▸ Given information

#####

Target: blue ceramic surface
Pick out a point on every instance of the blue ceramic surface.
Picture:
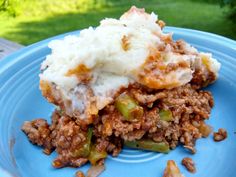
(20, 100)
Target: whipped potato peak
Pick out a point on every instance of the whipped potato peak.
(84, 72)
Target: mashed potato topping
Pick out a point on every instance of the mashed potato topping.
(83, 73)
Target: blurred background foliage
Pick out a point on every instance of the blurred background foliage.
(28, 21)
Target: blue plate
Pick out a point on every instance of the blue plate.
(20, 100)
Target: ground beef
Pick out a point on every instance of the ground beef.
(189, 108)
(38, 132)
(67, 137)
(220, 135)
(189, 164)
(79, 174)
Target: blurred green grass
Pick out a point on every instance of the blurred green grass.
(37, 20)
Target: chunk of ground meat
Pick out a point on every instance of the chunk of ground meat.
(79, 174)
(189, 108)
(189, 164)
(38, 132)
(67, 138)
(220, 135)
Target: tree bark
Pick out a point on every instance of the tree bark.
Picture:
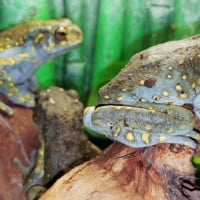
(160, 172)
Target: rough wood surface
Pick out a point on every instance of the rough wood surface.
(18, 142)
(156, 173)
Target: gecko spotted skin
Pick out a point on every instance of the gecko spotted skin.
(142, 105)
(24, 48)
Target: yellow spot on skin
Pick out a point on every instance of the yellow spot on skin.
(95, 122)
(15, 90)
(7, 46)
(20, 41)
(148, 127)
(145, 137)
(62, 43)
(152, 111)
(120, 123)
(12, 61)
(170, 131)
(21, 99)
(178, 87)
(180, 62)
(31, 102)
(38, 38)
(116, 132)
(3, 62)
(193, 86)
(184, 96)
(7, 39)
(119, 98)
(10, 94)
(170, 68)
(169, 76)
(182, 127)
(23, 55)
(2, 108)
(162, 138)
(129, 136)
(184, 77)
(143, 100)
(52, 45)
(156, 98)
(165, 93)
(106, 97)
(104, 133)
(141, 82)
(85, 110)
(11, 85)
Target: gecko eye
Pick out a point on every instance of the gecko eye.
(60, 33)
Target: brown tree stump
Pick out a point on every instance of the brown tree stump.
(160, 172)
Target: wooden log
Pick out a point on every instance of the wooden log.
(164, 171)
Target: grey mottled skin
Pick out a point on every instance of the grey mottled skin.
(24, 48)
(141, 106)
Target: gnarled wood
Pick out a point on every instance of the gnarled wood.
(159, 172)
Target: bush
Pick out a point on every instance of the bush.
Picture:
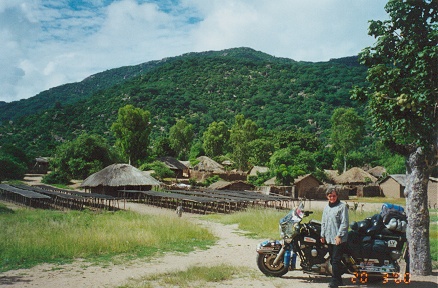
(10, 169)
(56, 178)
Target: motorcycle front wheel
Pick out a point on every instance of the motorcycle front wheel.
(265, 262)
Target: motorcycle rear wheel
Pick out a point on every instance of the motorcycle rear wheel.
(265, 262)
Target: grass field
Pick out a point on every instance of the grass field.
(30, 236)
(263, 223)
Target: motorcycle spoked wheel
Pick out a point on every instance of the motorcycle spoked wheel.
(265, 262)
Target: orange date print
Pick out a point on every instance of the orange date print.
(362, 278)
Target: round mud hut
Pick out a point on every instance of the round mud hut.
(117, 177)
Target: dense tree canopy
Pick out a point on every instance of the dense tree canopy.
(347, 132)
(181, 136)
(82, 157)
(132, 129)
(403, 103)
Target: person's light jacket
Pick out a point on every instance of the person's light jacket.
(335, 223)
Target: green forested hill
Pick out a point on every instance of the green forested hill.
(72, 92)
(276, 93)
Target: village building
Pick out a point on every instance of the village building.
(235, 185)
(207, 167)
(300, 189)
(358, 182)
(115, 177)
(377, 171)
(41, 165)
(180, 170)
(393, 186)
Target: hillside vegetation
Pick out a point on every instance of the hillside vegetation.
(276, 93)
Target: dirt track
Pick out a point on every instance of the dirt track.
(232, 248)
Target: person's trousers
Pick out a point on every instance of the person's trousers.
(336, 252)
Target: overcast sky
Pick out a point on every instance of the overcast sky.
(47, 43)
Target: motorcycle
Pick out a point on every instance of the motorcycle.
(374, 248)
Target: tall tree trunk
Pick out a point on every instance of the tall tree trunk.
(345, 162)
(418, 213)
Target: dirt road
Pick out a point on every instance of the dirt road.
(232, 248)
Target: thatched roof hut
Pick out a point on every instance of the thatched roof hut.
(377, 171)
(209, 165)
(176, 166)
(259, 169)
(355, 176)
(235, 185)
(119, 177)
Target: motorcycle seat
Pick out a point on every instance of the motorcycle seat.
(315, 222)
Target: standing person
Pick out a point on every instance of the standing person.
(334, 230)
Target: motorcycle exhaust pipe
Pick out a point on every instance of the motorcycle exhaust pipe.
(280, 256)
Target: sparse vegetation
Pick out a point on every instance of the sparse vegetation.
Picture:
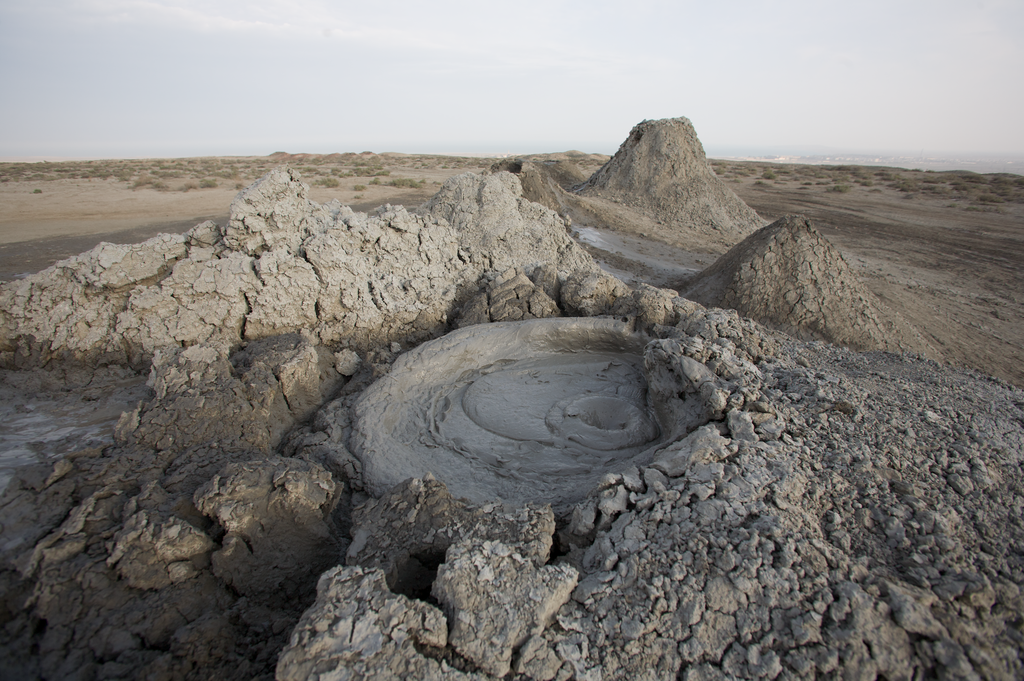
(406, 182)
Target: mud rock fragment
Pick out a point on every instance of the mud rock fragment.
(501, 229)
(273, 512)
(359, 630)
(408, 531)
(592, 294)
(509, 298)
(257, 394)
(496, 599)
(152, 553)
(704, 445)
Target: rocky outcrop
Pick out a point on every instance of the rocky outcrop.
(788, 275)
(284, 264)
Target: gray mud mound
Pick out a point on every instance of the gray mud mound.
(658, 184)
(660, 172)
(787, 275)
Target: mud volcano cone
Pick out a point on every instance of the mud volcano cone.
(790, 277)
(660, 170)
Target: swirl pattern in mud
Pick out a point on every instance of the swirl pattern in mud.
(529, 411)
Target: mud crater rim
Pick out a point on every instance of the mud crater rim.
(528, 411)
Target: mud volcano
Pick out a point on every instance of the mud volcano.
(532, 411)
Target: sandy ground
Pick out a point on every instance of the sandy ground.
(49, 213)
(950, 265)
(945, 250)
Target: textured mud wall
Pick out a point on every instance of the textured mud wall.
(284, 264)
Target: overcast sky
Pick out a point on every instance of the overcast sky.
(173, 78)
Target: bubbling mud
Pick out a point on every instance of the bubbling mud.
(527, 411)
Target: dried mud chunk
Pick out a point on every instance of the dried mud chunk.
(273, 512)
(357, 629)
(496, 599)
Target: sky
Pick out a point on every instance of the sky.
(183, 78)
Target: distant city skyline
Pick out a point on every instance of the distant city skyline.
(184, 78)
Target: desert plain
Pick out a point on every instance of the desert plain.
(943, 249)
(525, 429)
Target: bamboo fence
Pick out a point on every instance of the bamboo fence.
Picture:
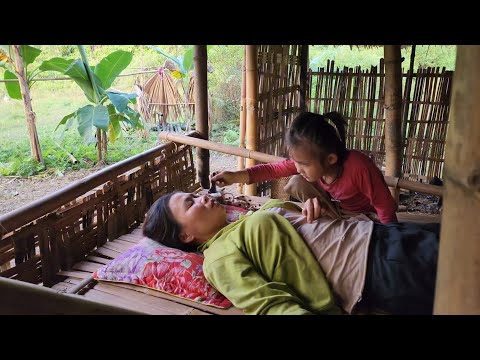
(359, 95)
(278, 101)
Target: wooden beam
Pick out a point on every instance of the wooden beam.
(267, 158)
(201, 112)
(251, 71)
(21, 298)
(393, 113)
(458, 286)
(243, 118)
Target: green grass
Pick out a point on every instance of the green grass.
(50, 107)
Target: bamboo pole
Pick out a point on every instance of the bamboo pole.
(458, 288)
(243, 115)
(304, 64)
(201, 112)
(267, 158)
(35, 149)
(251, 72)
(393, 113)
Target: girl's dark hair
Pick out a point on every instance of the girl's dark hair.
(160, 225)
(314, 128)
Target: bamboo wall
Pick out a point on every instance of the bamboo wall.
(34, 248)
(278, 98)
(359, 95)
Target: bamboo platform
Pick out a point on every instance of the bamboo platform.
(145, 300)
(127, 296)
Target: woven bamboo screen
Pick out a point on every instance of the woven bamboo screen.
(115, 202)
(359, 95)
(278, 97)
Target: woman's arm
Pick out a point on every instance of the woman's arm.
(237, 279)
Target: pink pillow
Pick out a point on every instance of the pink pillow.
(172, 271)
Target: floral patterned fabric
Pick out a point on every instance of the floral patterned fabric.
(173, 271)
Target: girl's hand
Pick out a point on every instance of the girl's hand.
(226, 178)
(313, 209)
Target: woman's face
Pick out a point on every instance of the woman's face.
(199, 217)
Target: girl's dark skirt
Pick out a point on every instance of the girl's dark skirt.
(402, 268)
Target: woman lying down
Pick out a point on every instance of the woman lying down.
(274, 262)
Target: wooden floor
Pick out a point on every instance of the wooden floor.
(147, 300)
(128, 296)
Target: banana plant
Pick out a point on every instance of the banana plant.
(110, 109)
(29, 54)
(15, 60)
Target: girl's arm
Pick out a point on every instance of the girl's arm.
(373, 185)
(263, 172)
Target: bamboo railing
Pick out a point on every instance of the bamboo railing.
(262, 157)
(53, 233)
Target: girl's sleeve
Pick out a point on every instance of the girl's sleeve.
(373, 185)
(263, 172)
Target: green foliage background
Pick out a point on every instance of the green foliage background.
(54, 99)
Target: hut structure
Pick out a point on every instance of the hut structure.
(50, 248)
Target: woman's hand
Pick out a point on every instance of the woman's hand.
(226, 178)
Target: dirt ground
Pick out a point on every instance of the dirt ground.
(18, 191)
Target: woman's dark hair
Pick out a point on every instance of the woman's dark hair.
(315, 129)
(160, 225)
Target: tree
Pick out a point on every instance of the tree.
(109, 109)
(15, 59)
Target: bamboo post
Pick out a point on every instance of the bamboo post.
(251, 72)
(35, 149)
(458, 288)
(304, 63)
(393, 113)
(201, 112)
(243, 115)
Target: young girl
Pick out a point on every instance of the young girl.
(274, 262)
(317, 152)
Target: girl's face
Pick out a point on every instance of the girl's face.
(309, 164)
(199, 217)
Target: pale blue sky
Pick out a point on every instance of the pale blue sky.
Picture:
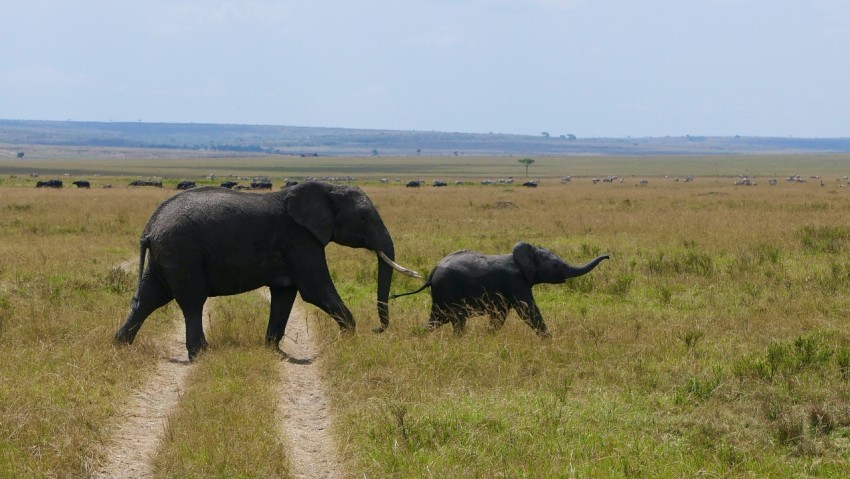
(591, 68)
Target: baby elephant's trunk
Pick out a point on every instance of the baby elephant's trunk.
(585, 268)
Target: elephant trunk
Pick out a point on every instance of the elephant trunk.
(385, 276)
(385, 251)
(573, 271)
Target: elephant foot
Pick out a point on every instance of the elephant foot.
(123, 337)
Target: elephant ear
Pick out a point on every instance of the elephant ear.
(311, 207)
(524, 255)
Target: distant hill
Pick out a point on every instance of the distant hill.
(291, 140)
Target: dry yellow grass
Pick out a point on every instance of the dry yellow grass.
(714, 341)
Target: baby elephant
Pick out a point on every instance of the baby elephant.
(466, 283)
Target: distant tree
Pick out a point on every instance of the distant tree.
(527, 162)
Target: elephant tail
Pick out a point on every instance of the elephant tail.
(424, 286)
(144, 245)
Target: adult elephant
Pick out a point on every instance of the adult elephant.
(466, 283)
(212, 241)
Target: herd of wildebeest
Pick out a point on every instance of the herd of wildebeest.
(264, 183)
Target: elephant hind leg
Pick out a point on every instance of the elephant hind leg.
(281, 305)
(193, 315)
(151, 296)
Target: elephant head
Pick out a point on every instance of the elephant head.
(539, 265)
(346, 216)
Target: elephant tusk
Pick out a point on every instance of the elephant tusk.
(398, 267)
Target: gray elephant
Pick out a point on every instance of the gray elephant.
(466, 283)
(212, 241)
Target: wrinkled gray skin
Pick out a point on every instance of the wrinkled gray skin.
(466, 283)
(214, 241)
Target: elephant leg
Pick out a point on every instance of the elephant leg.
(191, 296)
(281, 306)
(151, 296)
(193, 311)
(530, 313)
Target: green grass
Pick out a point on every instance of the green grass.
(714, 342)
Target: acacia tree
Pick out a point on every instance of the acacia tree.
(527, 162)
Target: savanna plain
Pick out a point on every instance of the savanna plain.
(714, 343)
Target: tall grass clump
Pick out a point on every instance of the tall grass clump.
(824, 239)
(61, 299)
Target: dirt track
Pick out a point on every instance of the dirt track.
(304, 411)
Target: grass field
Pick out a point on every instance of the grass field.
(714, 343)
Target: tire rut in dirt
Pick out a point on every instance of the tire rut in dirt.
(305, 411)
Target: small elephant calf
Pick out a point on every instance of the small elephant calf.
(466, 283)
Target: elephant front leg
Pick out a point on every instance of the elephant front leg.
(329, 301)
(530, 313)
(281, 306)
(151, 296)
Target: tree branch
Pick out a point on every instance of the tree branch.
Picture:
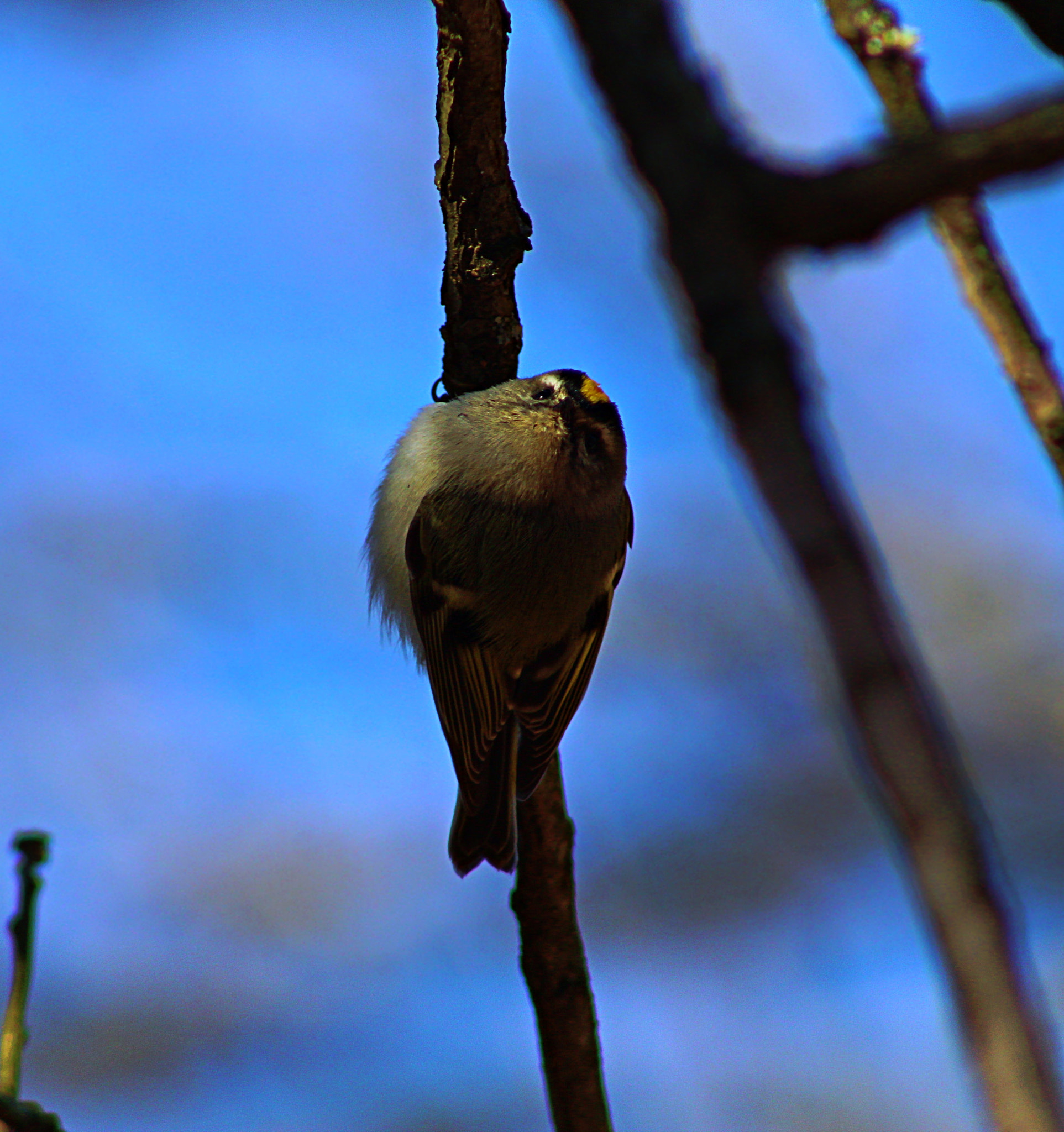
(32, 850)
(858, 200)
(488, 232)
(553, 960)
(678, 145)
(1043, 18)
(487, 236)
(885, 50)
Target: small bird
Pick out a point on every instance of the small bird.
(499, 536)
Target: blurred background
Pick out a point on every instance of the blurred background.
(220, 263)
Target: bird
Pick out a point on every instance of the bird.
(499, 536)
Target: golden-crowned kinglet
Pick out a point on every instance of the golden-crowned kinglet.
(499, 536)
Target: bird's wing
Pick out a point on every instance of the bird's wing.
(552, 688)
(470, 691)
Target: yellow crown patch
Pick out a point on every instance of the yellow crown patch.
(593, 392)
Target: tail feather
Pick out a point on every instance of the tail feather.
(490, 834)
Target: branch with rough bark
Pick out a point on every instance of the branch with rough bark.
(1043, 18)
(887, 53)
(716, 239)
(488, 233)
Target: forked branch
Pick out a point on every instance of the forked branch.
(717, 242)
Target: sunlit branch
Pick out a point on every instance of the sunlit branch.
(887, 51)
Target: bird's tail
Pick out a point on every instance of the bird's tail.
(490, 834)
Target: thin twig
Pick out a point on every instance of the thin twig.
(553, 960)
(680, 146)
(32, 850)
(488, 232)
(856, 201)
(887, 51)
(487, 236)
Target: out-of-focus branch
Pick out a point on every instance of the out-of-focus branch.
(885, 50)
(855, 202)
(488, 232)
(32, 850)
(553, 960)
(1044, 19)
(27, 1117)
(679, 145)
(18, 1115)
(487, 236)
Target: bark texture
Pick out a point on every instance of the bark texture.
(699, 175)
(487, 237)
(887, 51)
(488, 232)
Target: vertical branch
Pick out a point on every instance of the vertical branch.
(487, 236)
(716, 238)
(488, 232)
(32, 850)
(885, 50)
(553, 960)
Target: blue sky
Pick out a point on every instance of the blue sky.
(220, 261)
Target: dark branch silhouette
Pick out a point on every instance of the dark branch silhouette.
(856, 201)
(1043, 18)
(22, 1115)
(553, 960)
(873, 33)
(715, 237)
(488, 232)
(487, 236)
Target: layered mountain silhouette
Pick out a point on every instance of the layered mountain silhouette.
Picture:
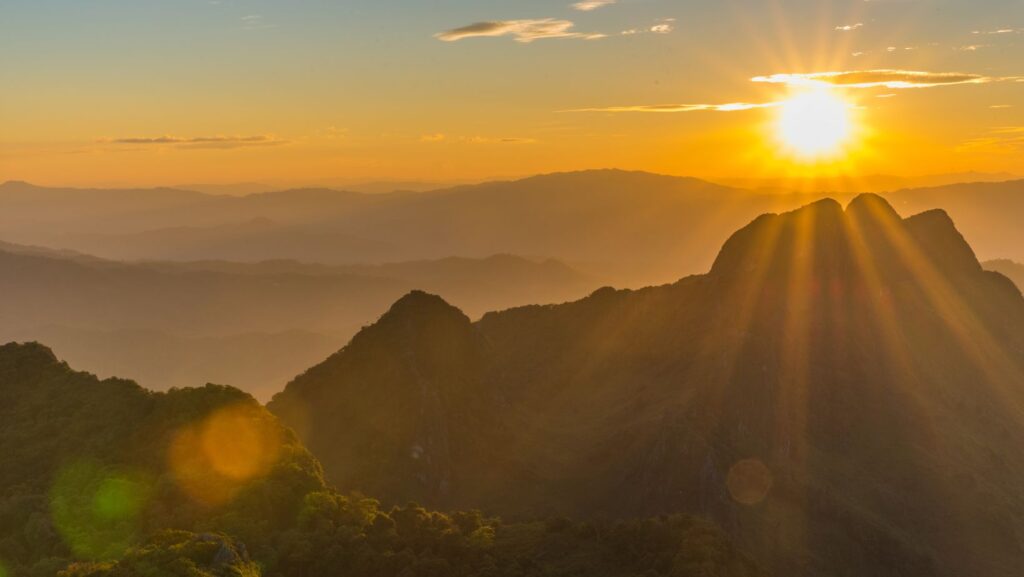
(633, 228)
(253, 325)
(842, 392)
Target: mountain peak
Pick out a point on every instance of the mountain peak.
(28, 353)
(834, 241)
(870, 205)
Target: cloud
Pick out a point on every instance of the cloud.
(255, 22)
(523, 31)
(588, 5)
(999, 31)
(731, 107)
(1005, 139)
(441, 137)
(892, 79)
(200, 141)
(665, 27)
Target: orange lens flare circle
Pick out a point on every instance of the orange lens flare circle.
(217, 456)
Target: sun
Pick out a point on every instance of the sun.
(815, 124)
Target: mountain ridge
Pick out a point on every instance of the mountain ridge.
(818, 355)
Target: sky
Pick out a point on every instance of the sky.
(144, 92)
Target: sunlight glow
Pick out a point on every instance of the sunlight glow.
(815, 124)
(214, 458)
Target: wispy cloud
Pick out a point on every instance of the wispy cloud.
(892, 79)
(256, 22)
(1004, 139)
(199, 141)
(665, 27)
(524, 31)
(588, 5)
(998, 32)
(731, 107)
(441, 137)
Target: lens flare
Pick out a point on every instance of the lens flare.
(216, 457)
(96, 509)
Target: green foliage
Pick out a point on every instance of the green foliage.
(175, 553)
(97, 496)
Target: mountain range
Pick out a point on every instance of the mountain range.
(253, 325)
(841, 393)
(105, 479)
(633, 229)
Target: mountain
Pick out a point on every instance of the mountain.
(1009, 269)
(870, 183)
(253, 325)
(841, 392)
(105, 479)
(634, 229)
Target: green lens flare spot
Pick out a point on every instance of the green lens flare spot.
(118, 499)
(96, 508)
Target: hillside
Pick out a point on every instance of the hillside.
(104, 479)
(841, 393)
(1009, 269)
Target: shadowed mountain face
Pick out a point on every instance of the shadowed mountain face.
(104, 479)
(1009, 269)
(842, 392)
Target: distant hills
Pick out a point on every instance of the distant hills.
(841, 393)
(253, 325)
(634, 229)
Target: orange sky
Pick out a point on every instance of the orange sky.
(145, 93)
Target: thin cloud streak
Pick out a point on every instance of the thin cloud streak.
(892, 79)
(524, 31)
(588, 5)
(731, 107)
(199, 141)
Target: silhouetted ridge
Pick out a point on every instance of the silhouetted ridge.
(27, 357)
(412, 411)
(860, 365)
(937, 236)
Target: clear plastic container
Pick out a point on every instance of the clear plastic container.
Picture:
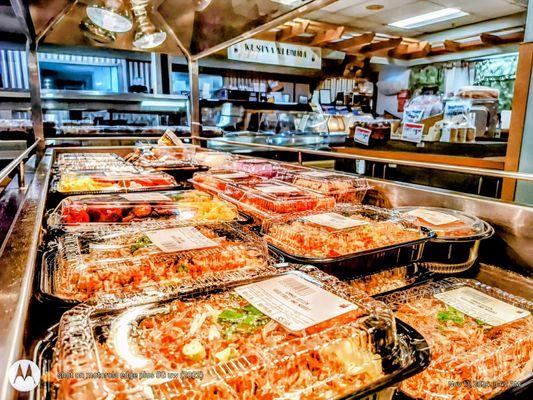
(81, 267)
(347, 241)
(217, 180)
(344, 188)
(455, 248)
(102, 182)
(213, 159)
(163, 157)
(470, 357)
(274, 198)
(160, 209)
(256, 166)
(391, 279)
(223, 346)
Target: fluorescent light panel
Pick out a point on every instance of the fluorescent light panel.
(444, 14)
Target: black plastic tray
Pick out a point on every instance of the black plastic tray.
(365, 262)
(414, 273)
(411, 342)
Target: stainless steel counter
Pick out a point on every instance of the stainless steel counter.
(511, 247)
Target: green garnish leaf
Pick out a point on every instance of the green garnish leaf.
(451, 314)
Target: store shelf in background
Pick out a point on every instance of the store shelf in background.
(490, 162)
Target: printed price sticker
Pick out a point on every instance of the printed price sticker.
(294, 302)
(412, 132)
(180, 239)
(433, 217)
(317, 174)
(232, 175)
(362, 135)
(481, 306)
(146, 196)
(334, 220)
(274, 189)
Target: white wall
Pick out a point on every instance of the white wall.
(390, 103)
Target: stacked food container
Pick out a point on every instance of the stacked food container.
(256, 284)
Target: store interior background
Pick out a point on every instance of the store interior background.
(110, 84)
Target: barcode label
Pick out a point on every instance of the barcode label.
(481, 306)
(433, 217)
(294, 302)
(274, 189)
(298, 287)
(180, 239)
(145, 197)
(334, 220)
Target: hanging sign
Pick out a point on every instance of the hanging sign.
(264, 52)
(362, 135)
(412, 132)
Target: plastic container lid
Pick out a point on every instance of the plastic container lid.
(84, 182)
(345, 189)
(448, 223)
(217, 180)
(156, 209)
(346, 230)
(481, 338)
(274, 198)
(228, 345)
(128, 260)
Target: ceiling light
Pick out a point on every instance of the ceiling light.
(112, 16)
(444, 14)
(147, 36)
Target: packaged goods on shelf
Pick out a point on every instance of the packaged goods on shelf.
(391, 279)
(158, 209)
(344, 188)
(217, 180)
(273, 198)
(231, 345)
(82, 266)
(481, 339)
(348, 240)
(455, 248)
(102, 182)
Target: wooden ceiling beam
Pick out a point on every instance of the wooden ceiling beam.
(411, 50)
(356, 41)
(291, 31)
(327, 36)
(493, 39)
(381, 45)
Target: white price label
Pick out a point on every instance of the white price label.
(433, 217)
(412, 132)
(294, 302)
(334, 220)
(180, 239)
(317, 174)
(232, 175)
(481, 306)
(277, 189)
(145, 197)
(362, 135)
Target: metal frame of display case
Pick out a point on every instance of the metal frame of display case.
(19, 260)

#####

▸ Task objective
Extract, unchanged, the closing run of lines that opens with the line containing "Target: hanging sign" and ends with the last line.

▸ The completed task
Target: hanging sign
Pick out a point on every instance of the hanging sign.
(264, 52)
(362, 135)
(412, 132)
Target: plastic container lid
Pick out a point on every instance of the plastic container lid.
(84, 182)
(345, 189)
(448, 223)
(217, 180)
(156, 209)
(346, 230)
(481, 338)
(274, 198)
(228, 345)
(128, 260)
Target: ceiling light
Pick out a point on every instance of the ceiling light.
(112, 16)
(444, 14)
(147, 36)
Target: packaged goods on shelf
Pick out a point on every instance of the packaged goods on shelf.
(391, 279)
(158, 209)
(344, 188)
(217, 180)
(273, 198)
(231, 345)
(82, 266)
(481, 339)
(348, 240)
(455, 248)
(102, 182)
Target: wooden ceiling beam
Pick out a point on every instance of the wooden ceiling beam.
(411, 50)
(356, 41)
(291, 31)
(327, 36)
(493, 39)
(381, 45)
Target: white price label
Pick out a point on every instance of the white price label.
(433, 217)
(412, 132)
(294, 302)
(334, 220)
(180, 239)
(317, 174)
(232, 175)
(481, 306)
(277, 189)
(145, 197)
(362, 135)
Target: metal frame of display case
Pick out a point on every instance of the metal frame of display case.
(19, 260)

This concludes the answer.